**Problem**
Count how many lines in the entries below contain the word "furniture", and reply with only that number.

Data drawn from a collection:
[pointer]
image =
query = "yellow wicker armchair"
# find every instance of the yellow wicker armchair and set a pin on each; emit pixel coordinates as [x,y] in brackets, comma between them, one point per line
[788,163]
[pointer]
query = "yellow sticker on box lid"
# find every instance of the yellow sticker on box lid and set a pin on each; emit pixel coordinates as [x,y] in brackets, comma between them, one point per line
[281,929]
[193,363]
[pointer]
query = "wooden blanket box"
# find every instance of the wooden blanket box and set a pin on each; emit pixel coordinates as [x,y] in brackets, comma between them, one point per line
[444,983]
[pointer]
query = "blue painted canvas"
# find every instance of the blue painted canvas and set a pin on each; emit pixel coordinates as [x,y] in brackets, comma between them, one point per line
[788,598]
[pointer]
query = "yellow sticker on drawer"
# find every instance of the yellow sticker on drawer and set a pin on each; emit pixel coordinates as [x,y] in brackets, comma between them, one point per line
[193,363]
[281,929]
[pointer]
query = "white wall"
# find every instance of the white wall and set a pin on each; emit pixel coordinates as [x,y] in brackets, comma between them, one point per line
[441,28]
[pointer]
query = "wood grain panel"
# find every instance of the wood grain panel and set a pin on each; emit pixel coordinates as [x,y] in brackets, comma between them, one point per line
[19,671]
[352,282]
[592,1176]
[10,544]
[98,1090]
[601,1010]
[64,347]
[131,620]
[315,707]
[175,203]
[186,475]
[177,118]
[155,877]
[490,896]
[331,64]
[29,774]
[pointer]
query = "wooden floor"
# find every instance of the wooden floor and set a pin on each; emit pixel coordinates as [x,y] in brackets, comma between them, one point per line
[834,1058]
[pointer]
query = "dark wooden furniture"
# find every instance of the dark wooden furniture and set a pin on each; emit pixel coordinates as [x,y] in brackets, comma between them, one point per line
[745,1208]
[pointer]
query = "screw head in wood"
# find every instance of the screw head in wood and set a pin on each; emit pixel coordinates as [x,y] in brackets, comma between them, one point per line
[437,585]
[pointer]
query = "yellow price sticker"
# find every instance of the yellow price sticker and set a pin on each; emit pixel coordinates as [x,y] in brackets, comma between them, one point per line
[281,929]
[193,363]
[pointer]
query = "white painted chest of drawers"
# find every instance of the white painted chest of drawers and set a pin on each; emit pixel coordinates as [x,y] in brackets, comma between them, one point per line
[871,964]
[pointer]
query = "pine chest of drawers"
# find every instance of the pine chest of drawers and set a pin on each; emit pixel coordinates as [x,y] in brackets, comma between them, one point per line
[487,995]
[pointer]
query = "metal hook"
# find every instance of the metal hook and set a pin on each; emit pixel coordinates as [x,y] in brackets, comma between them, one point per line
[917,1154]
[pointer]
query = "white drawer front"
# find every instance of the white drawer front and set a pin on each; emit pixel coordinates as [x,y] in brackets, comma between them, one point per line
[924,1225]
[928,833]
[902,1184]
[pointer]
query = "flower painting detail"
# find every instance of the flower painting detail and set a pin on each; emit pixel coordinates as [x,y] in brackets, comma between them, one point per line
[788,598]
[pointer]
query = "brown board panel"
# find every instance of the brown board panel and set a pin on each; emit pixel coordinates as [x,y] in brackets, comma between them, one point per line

**Solution**
2